- **Exercise task**
Carry on the Thiruvadhirai kootu recipe below, writing the preparation steps that follow its last one.

━━ Extract provided

Generally this kootu is served as a combo with Kali for Neivedhyam on the day of Thiruvadhirai by all the Iyer Families. This should be prepared with odd number of vegetables. Say 5, 7 etc and one should use native vegetables to prepare this (called as ‘Naatu Karigai’).
Ingredients:
  1. Vegetables: You can use any of the below mentioned vegetables in combination (either 5 or 7, etc) : All vegetables mix can be 500 gms.
a.       Pooshanikkai (White Pumpkin)
b.      Avaraikkai
c.       Vazhakkai (Plantain)
d.      Pacha Mochai Payaru (Green Mochai)
e.      Kathirikkai (Brinjal)
f.        Yam
g.       Potato
  1. Salt
  2. Tamarind: Size of a small lemon
  3. Cooked Toor Dal: 1 big ladle
  4. Red Chillies: 6
  5. Coriander Seeds: 2 tsp
  6. Gram Dal: 2 tsp
  7. Coconut (Grated) : 1 small cup / 50 gms
  8. Curry Leaves
  9. Mustard: 1 tsp
  10. Oil: 3 tsps
  11. Asafoedita: A Pinch
  12. Turmeric Powder: A pinch
  13. Jaggery: 1 tsp
  14. Water
Preparation Procedure:
  1. In a Kadai, add all the vegetables, a pinch of turmeric powder and boil them with water and Salt.
  2. Extract all juice from tamarind by squeezing tamarind in warm water (say 200 ml)

━━━━
━━ Provided data

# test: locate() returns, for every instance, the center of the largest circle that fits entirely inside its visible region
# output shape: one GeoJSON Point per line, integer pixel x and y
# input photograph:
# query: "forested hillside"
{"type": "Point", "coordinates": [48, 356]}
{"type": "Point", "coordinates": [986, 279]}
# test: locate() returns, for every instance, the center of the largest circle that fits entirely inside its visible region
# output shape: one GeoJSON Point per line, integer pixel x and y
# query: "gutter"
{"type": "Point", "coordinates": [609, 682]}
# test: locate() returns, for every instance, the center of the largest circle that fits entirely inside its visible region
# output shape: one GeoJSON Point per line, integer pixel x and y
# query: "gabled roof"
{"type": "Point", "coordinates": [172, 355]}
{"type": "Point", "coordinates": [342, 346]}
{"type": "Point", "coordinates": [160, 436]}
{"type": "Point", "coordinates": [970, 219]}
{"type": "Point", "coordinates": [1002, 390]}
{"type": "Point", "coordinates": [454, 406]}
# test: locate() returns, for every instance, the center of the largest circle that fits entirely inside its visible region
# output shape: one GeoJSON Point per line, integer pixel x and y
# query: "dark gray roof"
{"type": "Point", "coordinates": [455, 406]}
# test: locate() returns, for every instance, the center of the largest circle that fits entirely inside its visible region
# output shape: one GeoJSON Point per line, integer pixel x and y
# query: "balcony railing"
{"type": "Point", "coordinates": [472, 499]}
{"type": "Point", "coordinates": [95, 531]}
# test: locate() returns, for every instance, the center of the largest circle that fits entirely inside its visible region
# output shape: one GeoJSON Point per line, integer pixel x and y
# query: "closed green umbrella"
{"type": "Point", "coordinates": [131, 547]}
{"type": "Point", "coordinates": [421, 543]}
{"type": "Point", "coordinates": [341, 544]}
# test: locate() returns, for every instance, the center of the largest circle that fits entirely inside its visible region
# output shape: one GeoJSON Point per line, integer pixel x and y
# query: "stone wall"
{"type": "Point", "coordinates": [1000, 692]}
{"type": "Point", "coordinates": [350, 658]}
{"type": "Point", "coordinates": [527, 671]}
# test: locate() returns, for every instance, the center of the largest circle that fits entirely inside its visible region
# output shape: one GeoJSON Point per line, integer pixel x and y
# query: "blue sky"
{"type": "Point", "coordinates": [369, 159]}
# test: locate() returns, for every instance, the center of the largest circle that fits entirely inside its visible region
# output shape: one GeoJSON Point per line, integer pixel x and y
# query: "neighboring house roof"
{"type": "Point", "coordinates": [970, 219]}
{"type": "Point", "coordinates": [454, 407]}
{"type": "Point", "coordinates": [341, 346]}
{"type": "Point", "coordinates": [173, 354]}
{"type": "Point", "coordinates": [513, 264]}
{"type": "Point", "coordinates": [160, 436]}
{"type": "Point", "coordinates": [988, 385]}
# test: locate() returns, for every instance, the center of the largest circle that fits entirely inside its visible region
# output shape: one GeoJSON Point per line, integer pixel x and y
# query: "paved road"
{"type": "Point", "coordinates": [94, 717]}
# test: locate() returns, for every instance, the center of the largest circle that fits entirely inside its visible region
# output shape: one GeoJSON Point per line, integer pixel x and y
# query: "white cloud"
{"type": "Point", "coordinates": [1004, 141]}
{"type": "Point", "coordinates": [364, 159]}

━━━━

- **Result of this exercise**
  3. When the vegetables in the kadai are half cooked, add tamarind water to the kadai.
  4. In a separate Kadai, add 2 tsp of oil and roast the red chillies, gram dal and coriander seeds to light golden brown colour.
  5. Grind the above roasted mix with grated coconut and few pinch of asafoedita and 2 or 3 curry leaves in the form of a paste by adding little quantity of water.
  6. When the vegetables are 3/4th cooked, add the above paste to the kadai and keep boiling.
  7. Finally add the cooked toor dal after mashing the dal well and then add jaggery and keep stirring.
  8. Add few curry leaves and then season the kootu with mustard and asafoedita.
Note: You can choose to increase or decrease the water quantity during cooking depending on whether you want thicker or watery gravy.